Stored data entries

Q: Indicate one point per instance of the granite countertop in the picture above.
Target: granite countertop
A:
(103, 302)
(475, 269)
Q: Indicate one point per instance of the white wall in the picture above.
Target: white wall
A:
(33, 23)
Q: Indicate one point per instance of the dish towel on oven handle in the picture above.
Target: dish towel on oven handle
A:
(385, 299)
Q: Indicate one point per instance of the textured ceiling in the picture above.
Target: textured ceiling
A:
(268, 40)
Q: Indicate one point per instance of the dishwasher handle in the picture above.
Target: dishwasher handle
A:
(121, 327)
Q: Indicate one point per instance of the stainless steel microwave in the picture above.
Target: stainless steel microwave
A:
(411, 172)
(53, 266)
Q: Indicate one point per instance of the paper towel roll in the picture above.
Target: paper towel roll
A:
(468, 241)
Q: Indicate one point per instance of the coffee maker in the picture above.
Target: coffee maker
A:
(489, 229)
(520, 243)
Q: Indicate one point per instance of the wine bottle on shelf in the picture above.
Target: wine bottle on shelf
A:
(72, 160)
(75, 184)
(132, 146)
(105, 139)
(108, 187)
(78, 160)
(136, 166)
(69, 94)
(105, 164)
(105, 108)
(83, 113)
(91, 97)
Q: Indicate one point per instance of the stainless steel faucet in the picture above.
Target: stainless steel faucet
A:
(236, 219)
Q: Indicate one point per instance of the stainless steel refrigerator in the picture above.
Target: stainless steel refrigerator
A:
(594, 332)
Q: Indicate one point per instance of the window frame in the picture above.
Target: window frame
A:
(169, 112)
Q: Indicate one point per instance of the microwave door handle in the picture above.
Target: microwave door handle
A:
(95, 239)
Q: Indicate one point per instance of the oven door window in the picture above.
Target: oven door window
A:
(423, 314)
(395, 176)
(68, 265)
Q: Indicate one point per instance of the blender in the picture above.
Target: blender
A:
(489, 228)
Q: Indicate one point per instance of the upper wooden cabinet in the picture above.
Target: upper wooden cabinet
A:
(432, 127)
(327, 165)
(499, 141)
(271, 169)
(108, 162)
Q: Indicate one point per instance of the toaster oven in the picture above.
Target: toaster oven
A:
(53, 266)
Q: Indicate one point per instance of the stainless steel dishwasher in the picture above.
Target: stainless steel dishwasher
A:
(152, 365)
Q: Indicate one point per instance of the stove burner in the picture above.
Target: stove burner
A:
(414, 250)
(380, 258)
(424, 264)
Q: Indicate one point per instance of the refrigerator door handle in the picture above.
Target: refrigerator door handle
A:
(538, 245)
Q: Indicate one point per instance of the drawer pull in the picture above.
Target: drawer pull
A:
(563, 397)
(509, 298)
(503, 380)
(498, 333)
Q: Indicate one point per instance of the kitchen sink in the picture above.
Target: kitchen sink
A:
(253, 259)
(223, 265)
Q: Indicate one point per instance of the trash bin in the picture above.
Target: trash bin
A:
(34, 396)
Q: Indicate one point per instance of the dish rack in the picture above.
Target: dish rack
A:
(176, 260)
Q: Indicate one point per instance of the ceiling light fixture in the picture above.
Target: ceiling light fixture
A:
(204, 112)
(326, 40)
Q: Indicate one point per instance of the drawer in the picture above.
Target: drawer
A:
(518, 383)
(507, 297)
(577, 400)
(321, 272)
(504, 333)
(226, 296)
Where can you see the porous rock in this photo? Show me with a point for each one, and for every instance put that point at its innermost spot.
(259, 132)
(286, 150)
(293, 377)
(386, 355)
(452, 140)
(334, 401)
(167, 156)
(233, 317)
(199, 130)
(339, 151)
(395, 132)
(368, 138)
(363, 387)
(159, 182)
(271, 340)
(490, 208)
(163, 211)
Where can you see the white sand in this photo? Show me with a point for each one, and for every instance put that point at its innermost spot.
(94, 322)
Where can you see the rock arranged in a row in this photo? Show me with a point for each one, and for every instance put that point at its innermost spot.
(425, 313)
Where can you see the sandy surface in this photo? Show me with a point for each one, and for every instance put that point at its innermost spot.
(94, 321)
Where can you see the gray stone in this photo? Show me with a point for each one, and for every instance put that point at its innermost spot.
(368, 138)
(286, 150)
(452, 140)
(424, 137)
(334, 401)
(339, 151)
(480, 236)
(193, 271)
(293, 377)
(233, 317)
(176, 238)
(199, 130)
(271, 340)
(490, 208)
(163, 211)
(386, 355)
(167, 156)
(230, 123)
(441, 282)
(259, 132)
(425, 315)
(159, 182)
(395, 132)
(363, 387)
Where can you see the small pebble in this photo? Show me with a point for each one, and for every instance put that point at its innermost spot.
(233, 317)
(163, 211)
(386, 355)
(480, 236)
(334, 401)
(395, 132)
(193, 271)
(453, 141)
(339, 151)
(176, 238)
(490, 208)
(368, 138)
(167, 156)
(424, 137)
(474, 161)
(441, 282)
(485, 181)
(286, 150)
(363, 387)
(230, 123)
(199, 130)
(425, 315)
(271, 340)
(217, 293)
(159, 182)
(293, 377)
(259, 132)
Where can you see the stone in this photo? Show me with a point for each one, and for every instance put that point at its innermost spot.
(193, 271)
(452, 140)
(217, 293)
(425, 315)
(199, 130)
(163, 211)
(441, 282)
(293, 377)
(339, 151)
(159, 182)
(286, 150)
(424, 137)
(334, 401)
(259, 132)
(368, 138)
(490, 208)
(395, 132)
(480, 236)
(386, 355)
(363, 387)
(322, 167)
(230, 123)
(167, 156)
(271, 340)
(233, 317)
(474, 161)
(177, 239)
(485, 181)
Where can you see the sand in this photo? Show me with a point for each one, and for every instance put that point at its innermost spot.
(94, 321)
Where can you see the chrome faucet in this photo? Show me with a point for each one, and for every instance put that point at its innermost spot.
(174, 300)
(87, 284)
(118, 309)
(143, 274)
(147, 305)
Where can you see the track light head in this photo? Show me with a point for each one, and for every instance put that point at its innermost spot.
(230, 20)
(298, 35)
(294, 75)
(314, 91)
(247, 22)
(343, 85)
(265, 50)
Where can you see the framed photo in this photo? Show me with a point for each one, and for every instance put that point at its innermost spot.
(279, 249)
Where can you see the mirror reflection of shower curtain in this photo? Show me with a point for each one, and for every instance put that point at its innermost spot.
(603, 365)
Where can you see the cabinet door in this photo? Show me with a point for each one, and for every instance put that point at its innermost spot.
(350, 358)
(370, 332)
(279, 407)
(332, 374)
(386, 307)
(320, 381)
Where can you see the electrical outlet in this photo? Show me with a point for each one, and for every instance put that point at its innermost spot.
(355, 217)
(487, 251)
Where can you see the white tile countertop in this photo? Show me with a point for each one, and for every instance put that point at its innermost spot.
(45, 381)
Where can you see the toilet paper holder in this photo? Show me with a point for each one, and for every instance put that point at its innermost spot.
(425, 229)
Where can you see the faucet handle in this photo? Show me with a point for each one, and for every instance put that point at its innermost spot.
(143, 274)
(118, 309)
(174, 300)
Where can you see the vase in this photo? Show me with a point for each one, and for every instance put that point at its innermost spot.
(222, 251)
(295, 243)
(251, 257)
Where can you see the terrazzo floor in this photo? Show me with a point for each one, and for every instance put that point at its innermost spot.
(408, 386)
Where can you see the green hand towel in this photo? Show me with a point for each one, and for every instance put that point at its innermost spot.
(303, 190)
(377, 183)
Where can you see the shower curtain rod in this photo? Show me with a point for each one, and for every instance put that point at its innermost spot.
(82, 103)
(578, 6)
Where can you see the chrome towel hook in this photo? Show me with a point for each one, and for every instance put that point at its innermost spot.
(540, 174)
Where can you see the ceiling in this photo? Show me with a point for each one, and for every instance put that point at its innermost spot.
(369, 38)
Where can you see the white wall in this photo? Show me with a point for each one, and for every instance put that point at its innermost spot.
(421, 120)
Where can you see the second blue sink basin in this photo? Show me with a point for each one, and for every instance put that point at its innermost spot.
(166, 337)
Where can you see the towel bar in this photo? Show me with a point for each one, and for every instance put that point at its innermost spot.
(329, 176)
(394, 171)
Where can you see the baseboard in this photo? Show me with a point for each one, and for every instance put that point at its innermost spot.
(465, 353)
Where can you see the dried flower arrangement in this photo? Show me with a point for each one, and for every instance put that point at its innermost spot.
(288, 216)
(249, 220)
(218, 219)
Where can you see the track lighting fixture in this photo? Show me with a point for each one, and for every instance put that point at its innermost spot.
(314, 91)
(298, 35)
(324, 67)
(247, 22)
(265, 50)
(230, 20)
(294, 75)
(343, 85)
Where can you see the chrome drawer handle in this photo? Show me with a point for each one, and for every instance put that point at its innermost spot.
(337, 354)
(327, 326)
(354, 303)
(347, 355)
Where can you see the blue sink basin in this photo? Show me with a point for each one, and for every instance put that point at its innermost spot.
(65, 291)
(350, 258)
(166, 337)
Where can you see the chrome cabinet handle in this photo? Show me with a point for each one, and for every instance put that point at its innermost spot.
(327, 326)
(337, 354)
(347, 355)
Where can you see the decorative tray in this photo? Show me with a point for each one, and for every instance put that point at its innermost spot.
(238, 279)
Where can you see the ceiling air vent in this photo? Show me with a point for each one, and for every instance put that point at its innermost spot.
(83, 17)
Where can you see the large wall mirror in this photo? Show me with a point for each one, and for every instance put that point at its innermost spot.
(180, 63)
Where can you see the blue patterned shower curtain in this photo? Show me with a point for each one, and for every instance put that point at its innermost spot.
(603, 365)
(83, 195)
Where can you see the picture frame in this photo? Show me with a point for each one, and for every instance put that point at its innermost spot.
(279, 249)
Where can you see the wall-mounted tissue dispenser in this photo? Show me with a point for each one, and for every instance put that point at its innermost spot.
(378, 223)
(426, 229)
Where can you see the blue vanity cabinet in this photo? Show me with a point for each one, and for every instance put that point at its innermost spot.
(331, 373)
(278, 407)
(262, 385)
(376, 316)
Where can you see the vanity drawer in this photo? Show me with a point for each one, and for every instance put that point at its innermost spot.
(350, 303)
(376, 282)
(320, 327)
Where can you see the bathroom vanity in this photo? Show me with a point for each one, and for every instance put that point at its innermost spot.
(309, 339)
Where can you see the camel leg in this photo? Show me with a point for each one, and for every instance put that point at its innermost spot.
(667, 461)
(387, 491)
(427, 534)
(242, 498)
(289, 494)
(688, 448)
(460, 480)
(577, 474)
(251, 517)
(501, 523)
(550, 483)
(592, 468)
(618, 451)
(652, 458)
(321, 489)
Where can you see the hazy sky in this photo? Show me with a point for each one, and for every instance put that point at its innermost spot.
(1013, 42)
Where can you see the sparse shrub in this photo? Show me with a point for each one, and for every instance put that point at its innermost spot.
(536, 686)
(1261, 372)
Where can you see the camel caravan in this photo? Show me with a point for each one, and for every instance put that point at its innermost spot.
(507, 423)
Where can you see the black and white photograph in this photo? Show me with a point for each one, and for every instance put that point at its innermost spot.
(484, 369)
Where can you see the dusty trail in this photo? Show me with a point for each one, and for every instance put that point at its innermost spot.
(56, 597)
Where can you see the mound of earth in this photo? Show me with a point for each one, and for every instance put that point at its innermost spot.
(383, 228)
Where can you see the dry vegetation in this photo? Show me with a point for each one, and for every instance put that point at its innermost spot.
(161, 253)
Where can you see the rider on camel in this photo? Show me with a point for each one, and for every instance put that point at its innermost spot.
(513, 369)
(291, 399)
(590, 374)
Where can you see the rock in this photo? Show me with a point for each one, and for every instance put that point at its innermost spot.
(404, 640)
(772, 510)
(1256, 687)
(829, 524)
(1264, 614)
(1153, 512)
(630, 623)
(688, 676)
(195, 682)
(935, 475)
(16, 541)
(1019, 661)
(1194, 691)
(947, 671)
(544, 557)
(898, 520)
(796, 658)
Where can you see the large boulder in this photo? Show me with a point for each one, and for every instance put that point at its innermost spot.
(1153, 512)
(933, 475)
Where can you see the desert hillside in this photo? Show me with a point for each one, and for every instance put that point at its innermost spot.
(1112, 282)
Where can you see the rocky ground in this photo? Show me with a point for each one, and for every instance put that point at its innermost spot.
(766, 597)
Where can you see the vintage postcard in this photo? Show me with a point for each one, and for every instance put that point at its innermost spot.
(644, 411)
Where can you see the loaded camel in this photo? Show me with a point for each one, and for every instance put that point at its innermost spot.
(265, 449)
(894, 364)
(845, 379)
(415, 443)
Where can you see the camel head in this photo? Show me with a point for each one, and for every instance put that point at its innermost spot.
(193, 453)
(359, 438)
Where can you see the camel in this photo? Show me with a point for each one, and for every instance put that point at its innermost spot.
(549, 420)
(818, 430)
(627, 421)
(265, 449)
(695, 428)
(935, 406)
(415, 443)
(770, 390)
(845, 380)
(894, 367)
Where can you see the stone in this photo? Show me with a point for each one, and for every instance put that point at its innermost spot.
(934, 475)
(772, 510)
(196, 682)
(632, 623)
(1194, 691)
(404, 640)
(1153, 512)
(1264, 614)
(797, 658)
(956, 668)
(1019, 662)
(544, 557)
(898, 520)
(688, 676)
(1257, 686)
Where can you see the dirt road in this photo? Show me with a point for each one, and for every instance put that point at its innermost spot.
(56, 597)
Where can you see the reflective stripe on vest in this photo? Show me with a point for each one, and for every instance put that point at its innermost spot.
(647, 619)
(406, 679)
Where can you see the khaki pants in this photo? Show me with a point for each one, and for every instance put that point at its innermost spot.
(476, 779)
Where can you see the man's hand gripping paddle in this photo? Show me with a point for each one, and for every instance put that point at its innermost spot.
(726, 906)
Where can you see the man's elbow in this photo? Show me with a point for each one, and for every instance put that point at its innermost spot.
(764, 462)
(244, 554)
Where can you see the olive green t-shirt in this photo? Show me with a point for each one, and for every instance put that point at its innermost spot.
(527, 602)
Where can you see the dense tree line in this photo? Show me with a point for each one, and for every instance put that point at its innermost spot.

## Task to carry out
Only the count should be given: the number of lines in the entries above containing the word "trash".

## Answer to this exercise
2